WHAT TO DO — Only an exact repetition of all the entries will be accepted.

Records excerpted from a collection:

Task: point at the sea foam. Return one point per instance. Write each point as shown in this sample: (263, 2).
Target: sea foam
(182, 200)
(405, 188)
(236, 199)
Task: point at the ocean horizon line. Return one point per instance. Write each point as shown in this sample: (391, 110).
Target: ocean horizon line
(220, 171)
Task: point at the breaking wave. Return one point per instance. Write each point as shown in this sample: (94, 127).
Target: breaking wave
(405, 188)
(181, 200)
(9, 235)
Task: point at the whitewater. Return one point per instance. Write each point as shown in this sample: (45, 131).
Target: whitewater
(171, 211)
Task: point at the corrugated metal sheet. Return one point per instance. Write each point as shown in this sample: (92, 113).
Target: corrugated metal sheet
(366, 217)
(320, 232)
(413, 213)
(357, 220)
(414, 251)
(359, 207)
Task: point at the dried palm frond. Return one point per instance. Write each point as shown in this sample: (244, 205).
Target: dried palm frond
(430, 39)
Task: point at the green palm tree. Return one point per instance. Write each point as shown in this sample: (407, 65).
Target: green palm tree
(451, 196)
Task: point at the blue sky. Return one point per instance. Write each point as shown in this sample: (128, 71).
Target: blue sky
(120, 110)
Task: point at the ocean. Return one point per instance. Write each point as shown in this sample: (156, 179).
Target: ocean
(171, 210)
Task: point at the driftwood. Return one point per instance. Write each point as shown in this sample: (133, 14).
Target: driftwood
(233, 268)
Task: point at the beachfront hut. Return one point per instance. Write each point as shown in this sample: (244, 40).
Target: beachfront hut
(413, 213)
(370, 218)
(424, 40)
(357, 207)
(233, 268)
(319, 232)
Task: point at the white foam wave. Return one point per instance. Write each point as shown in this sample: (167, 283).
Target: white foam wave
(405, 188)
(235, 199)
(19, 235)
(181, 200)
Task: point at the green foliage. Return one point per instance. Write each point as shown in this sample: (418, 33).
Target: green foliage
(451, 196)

REPLY TO THE TASK —
Task: point at the sea foam. Return one point per instance. Write each point as shown in this sample: (263, 2).
Target: sea foam
(182, 200)
(405, 188)
(236, 199)
Task: point at the ocean horizon line. Return one point per instance. Write each point as shown in this sample: (391, 110).
Target: ocean horizon line
(220, 171)
Task: point at the breaking wave. Return one point per instance. Write each point as shown in this sample: (94, 127).
Target: breaking wave
(405, 188)
(181, 200)
(9, 235)
Task: point at the whitewater. Return one point per instance. Write each point as shown in this sample: (45, 131).
Target: whitewater
(171, 211)
Task: point at the corrugated metal sheet. Return one point per instance. Write each point as shown in this sample: (92, 113).
Target: corrugated metal sheet
(366, 217)
(320, 232)
(413, 213)
(357, 220)
(414, 251)
(359, 207)
Task: point at the dried palm frond. Return one point per instance. Write each point as shown in this sample: (244, 205).
Target: dried palm frond
(430, 39)
Task: point at the green palm tree. Return one point per instance. Write each point as shown in this sample: (407, 65).
Target: green palm tree
(451, 196)
Task: point at the blue sky. Return one point per instance. Write each point as shown in this sample: (128, 71).
Target: blue sky
(120, 110)
Task: point at the ocean. Return one point per instance. Write each point as shown in this sample: (156, 179).
Target: ocean
(171, 210)
Task: point at the driftwood. Return one point per instance. Write each point as shown in this sample: (133, 14).
Target: driftwood
(233, 268)
Task: point at the beachfront hut. Return one point per instance. Write each point as shown in this sample: (244, 40).
Target: beachfront hut
(413, 213)
(370, 218)
(424, 40)
(357, 207)
(233, 268)
(319, 232)
Task: point at the white foam wave. Return one point per instance. Write each point as shown in this sample: (167, 283).
Target: white foam wave
(405, 188)
(235, 199)
(19, 235)
(181, 200)
Task: point at the green foliage. Return one point per instance. Write each point as shown in this sample: (418, 33).
Target: green foliage
(451, 196)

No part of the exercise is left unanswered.